═══ SUPPLIED DATA

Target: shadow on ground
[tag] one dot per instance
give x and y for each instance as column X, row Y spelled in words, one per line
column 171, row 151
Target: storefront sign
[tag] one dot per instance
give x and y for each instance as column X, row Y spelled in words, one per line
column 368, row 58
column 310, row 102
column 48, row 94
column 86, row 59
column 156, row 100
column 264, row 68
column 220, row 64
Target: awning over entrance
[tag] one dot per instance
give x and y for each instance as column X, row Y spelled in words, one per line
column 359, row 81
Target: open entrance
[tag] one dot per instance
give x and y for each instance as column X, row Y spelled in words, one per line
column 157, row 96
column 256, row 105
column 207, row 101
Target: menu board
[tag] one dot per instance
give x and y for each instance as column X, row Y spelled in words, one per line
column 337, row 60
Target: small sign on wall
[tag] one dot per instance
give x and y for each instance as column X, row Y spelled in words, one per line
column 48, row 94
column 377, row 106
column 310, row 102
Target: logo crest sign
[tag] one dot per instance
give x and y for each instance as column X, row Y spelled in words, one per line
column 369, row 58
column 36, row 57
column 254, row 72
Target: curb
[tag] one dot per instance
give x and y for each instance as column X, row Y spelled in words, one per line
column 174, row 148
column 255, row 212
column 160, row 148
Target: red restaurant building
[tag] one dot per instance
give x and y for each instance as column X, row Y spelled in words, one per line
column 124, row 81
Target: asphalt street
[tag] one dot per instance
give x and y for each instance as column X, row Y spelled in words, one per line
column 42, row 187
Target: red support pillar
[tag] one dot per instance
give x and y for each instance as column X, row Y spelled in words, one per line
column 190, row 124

══════
═══ SUPPLIED DATA

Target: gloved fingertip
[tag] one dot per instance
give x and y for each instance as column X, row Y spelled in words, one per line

══════

--- PROBLEM STATEMENT ---
With the line that has "Target: awning over entrance" as the first and the line that has "Target: logo crest sign" as the last, repeat exactly that run of lines above and no more.

--- ANSWER TO THIS PROBLEM ---
Target: awning over entrance
[tag] one dot per instance
give x and y for each instance as column X, row Y spelled in words, one per line
column 359, row 81
Target: open entrance
[tag] one dot per instance
give x and y for each instance as column X, row Y spelled in words, one per line
column 157, row 96
column 256, row 105
column 207, row 101
Target: menu board
[tag] one dot per instance
give x and y for each instance as column X, row Y spelled in words, one per line
column 337, row 60
Target: small sign on wall
[tag] one dot per instance
give x and y for each instance as column X, row Y spelled in words, one per line
column 48, row 94
column 377, row 106
column 310, row 102
Target: logo crest sign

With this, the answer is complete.